--- INFORMATION GIVEN ---

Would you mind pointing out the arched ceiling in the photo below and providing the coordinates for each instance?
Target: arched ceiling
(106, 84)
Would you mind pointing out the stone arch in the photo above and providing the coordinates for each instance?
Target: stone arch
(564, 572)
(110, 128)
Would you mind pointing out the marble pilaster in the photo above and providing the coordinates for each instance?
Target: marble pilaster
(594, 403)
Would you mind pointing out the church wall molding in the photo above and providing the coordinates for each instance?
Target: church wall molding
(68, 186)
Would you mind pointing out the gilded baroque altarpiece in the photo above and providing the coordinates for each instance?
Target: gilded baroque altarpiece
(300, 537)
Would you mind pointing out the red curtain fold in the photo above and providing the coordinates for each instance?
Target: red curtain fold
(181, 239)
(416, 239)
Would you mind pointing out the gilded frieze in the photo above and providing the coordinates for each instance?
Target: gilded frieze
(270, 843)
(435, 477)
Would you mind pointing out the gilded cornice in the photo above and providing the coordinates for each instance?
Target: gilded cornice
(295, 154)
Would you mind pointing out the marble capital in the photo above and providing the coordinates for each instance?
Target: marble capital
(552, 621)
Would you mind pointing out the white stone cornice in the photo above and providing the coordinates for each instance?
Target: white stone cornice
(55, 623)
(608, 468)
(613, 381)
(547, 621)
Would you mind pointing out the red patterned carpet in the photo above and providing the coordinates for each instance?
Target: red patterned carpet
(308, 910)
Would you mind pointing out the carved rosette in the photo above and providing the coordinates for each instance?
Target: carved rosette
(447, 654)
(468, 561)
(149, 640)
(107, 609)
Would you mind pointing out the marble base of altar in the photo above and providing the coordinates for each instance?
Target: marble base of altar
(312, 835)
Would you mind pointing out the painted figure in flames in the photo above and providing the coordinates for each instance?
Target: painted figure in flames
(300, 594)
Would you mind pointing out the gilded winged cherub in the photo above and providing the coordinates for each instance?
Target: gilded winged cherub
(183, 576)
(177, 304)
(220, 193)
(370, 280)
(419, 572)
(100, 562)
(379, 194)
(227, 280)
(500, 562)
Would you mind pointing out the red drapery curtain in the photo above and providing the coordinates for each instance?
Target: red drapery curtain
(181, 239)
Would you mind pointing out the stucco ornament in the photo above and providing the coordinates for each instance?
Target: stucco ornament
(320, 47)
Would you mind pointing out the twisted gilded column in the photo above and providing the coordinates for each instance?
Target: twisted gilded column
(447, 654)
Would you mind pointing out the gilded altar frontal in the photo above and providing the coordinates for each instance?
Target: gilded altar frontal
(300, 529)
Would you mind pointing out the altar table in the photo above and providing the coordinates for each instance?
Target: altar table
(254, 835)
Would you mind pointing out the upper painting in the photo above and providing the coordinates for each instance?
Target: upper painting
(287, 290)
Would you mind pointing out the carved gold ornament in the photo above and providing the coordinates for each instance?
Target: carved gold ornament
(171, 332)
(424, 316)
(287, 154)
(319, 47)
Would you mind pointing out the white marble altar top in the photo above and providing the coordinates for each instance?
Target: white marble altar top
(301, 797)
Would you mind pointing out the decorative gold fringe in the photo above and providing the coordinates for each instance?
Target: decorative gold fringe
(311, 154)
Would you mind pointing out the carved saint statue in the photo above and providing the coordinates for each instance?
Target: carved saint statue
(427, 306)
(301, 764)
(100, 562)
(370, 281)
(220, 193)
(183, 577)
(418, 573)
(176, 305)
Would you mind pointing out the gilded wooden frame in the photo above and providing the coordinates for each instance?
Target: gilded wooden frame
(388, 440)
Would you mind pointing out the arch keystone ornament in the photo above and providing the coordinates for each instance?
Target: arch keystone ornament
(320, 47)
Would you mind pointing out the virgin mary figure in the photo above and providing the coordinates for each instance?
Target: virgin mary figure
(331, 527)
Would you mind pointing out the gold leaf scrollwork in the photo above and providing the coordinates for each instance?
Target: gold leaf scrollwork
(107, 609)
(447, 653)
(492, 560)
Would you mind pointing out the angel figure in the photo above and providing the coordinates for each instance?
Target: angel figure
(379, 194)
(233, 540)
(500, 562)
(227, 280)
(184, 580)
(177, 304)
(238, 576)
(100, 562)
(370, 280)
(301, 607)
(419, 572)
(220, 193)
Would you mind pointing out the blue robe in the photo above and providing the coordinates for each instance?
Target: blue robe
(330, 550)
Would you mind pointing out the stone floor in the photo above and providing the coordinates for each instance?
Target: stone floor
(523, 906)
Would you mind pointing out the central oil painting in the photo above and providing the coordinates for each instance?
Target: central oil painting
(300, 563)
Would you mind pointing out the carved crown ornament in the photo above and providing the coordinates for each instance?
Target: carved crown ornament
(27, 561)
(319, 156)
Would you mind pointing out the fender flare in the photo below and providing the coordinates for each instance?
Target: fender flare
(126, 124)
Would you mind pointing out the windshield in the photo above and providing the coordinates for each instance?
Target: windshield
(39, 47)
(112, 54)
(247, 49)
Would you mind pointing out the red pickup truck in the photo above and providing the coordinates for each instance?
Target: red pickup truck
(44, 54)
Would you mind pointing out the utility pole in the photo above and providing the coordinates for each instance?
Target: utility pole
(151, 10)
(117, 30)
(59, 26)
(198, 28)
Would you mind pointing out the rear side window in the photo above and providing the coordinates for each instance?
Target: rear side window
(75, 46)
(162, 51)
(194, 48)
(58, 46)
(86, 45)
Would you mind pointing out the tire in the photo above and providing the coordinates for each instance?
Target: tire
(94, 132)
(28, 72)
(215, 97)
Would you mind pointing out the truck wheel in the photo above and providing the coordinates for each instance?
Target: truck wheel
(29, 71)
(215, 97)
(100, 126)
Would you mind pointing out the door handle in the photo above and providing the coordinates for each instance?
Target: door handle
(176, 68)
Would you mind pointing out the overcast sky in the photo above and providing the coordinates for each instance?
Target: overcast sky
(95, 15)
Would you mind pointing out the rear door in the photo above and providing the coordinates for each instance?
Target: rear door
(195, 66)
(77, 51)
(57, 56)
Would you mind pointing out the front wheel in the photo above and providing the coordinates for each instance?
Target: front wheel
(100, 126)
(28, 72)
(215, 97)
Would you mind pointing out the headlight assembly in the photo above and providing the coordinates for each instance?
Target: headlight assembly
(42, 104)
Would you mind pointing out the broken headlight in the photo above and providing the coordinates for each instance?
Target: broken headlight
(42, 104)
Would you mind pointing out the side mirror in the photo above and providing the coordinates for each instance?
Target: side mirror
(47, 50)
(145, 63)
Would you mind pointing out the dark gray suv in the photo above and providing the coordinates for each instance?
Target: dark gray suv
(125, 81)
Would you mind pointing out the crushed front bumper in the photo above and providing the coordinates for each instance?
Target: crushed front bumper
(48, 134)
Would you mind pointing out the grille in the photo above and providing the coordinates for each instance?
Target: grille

---

Filter the records above for lines with "below".

◆ EXERCISE RESPONSE ◆
Would you mind pointing out the arched ceiling in the photo below and providing the coordinates for each instance?
Would you mind pointing out the fender flare in the photo below and providing the coordinates for each instance?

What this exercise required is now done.